- **GIVEN INSTRUCTION**:
Give back the full material, exactly as it reads.

######

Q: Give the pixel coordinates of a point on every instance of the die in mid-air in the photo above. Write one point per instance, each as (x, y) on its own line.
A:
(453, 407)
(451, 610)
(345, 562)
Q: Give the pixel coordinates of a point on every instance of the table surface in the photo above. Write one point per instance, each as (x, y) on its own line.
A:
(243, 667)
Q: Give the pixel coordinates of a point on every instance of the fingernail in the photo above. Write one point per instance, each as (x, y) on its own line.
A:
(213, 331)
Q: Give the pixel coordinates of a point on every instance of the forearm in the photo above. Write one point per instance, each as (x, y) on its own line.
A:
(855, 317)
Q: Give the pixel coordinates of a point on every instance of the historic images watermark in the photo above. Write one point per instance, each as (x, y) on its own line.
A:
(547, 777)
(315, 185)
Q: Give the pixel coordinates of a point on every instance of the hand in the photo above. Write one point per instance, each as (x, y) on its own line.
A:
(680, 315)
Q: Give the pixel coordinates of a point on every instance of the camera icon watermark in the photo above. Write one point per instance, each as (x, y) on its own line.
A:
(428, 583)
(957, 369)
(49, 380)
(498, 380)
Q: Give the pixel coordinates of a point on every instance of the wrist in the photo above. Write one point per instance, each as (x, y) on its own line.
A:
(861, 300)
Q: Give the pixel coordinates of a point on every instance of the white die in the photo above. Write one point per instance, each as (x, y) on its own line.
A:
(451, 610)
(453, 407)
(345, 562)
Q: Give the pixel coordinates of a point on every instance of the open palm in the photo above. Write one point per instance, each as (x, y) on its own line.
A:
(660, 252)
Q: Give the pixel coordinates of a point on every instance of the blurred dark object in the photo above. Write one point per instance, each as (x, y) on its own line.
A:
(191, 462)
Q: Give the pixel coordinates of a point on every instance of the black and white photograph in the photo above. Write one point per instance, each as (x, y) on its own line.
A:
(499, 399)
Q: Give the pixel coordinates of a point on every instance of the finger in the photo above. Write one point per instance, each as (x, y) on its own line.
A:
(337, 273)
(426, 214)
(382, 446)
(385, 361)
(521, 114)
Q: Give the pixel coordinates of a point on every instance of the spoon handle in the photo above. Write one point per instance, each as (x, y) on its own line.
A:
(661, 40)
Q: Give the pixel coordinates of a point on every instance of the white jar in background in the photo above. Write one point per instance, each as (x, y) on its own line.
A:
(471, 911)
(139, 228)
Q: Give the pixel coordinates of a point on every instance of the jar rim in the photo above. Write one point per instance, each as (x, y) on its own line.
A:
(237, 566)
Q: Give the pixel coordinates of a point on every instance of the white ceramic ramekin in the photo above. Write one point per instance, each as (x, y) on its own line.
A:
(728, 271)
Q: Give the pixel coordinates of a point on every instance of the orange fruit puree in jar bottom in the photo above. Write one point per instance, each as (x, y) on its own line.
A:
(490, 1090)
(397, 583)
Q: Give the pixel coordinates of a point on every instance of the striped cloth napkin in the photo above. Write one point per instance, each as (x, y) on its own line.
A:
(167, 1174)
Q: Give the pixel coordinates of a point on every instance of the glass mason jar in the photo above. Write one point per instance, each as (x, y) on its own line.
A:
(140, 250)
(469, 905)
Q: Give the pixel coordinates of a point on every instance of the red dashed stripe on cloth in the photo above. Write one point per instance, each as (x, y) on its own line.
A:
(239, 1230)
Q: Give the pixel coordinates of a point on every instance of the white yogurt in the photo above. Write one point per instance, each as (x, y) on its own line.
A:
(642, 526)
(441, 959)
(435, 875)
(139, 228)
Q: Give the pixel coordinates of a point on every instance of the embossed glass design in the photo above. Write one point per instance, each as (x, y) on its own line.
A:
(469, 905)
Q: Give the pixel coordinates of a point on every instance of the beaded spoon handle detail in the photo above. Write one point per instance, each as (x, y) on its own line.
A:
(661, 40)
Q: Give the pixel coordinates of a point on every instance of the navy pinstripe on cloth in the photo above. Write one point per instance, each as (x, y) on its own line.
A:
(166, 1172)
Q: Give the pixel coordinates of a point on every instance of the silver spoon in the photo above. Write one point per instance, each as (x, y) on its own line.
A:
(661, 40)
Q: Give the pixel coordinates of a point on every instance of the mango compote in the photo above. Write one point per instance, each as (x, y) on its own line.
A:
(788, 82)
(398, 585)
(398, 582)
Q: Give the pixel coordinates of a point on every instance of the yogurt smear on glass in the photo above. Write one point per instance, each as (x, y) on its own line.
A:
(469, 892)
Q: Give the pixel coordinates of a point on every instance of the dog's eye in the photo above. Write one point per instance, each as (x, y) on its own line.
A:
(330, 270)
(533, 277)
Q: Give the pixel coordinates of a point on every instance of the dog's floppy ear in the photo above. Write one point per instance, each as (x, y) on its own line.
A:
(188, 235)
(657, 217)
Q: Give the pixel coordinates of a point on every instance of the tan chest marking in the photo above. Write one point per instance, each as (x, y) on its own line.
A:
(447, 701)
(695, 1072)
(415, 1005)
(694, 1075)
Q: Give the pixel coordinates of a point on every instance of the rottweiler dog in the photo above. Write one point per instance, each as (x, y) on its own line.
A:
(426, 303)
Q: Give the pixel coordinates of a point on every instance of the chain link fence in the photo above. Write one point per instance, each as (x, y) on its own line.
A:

######

- **TASK SOLUTION**:
Q: Give the pixel coordinates of a point on every instance of the die in mid-air in the photo above. Write one point per instance, each as (x, y) on its own line.
A:
(453, 407)
(451, 610)
(345, 562)
Q: Give the pixel coordinates of a point on every instance of the table surface in the photo above. Write one point per instance, each as (x, y) on its own line.
A:
(243, 667)
Q: Give the pixel coordinates of a point on every instance of the fingernail in the photo above. Write one point per instance, each as (x, y) on its own line.
A:
(213, 331)
Q: Give the pixel coordinates of a point on every instance of the forearm in the photo above. Write one point per instance, each as (x, y) on its own line.
A:
(855, 317)
Q: Give the pixel coordinates of a point on every instance of the historic images watermark in the photo above. Write one point per instance, each as (x, y) on its own line.
A:
(547, 777)
(315, 185)
Q: Give the pixel coordinates of a point on every instance of the hand in the photo above. Write one point per instance, each as (x, y) on its own line.
A:
(680, 315)
Q: Give the pixel coordinates of a point on every instance of the camera icon watermark in the photo above. Write one point per instance, each as (x, y) on its own line.
A:
(428, 583)
(957, 369)
(49, 380)
(498, 380)
Q: Give the pixel coordinates of a point on every instance of the wrist in the photo above. Write one point per instance, each as (x, y) on its own line.
A:
(861, 300)
Q: Give the pixel coordinates of a point on every instance of the white die in the photo above. Write one point per instance, each as (x, y) on its own line.
A:
(451, 610)
(453, 407)
(345, 562)
Q: Give the pixel coordinates of a point on every instance of the open palm in the photo above. Write one point per instance, each as (x, y) on its own line.
A:
(660, 252)
Q: Give the pixel coordinates of a point on every instance of the blurred dark object in the photo above. Write one point per instance, each as (x, y) on its own line.
A:
(191, 462)
Q: Give the pixel coordinates of a point on every instance of the black and white photograph in the photo above. Write one point per instance, each as (x, y) on its own line.
A:
(499, 399)
Q: Give the pixel coordinates of a point on every instance of the finger in the photo above. Write one point per instance, each as (x, y) on its own line.
A:
(337, 273)
(426, 214)
(382, 446)
(385, 361)
(521, 114)
Q: Give the pixel coordinates of a point on every instance of the spoon handle in the photo above. Write one point per instance, each as (x, y) on its own line.
A:
(661, 40)
Q: Give the pixel coordinates of a point on every instance of the white jar in background in the photo above. Write one point per instance, each as (x, y) on its own line.
A:
(471, 911)
(139, 228)
Q: Give the pixel coordinates of a point on every instance of the jar rim in the photo above. Write one point per instance, each as (x, y) on its own line.
A:
(237, 566)
Q: Give the pixel coordinates of a point on every instance of the white ceramic ramekin in the photo above. Write one point per instance, each as (x, y) on its own line.
A:
(728, 271)
Q: Give the pixel coordinates of a point on every instance of the orange fruit puree in jar bottom in the photo above. Write one point per instance, each as (x, y) on its own line.
A:
(490, 1090)
(397, 583)
Q: Give the pixel coordinates of a point on every instance of the striped cloth napkin in the photo above. Write one point per instance, each as (x, y) on its own line.
A:
(167, 1174)
Q: Give the pixel coordinates of a point on every instance of the glass mason jar in the photo above. Write one point per instance, each as (x, y) on its own line.
A:
(140, 250)
(469, 905)
Q: Give the pixel coordinates of a point on every instance of the red dashed stripe on cloth in the photo above. Write one point per instance, each as (x, y) on its own line.
A:
(239, 1230)
Q: Give the pixel coordinates of a point on every instance of the white yogurt in the photo above. Write one point per instance, each as (x, y) on its own line.
A:
(642, 526)
(441, 959)
(435, 875)
(139, 228)
Q: Give the pixel coordinates of a point on every instance of the embossed glass design in the photo above. Write one point per instance, each as (x, y) on its own line.
A:
(469, 905)
Q: Give the pixel coordinates of a point on every instance of the beaded spoon handle detail in the photo above. Write one point per instance, each as (x, y) on its own line.
A:
(661, 40)
Q: Give the pixel coordinates of a point on every instance of the navy pinstripe on cloth in the photo above. Write one point per instance, each as (x, y) on its own line.
A:
(166, 1172)
Q: Give the pixel coordinates of a point on every instance of the silver spoon in the photo above. Write one point per instance, each as (x, y) on its own line.
A:
(661, 40)
Q: Give the pixel coordinates of a point on every instance of the mango compote in the photo above. Write one point per instance, each as (x, y) on its own line.
A:
(788, 82)
(398, 585)
(398, 582)
Q: Give the pixel coordinates of a point on every instance of the yogurt smear on glass in the photo above. Write one point per instance, each as (x, y) on its own line.
A:
(469, 892)
Q: Give the pixel coordinates of a point on every instance of the dog's eye in the photo above. Write one point per instance, each as (x, y) on its own line.
A:
(330, 270)
(533, 277)
Q: Give the pixel coordinates of a point on every instance of the dog's floppy ear in the photo above. Write one point per instance, each as (x, y) on its own line.
A:
(188, 235)
(657, 217)
Q: Give the pixel coordinates of a point on every instance of the tan chest marking in the photo above. Write one point per instance, each as (x, y) on its own line.
A:
(447, 701)
(695, 1072)
(415, 1005)
(694, 1075)
Q: Give the pixel coordinates of a point on every instance of the rottweiler dog in the photo above. Write one point per instance, each as (x, y) on its own line.
A:
(426, 303)
Q: Give the pixel coordinates of a point on every instance of the chain link fence in the photo above. Write one point per instance, each as (x, y) on its own line.
A:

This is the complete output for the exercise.